■ REQUEST ■
From the material below, extract each line containing the string "head", treating case as significant.

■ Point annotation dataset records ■

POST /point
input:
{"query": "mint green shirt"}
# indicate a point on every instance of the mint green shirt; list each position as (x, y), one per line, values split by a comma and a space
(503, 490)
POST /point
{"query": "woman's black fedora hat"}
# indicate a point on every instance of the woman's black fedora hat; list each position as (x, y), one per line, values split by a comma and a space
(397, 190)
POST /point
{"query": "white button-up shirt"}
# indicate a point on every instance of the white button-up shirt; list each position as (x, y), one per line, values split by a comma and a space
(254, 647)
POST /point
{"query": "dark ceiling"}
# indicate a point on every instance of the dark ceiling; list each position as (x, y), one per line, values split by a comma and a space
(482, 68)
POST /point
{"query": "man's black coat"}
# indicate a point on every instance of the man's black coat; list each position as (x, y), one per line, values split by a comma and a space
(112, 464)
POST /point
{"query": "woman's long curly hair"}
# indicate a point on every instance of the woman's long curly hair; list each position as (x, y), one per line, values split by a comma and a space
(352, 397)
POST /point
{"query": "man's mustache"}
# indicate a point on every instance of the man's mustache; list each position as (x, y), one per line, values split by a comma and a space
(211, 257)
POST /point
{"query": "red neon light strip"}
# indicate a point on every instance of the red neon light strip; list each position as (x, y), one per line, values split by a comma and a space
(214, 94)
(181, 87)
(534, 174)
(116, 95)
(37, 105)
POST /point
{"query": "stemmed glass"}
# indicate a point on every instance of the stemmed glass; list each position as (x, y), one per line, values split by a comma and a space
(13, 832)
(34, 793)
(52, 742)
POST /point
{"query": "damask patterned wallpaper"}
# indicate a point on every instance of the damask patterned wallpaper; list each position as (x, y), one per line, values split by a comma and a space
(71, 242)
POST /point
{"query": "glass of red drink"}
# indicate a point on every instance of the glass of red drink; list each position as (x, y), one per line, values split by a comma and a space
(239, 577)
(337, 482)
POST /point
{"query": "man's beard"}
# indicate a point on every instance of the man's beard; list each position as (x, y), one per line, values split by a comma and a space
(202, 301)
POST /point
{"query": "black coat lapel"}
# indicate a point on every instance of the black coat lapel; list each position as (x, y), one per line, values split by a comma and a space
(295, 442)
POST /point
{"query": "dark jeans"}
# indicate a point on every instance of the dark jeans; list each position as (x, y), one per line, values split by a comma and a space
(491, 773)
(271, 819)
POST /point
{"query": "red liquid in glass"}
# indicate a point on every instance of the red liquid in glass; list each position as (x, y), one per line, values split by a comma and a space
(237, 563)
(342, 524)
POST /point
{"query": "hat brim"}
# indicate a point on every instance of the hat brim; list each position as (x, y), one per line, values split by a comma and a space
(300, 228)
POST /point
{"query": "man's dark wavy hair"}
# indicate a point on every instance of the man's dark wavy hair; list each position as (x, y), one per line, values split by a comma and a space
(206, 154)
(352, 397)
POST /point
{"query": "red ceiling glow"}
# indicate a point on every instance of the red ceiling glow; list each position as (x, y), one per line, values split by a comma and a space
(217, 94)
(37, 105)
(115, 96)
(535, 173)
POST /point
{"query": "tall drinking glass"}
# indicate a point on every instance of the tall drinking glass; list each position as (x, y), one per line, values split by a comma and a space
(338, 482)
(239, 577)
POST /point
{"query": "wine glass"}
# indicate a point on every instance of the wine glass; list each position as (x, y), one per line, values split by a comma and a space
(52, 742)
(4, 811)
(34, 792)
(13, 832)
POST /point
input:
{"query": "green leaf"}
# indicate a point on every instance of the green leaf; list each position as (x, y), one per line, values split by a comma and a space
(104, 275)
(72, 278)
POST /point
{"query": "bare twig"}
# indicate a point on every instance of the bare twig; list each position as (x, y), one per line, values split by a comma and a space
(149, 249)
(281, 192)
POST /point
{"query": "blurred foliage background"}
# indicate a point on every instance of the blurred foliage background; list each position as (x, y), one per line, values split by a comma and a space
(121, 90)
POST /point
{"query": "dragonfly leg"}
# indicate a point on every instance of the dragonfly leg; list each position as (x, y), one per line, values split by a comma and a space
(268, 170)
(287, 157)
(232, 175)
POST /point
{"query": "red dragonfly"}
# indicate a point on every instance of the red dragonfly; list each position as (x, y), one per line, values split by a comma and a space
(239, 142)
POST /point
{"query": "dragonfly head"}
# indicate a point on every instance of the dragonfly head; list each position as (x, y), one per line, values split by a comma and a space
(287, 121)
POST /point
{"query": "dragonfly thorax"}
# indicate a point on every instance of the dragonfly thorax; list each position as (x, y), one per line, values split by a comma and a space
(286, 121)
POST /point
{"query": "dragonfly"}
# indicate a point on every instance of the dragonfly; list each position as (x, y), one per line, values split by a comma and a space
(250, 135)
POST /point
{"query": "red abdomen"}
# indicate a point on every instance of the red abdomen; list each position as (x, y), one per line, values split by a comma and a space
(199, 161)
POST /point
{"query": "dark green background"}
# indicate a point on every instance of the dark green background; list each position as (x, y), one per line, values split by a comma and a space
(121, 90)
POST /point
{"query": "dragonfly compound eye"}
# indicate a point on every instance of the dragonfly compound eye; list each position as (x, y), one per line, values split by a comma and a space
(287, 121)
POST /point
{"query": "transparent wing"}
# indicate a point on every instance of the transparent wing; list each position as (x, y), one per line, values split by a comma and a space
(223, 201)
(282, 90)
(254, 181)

■ THE REPLY ■
{"query": "dragonfly head"}
# indicate a point on every instance of the dragonfly head; list each position as (x, y), one per line, values split by a comma and a space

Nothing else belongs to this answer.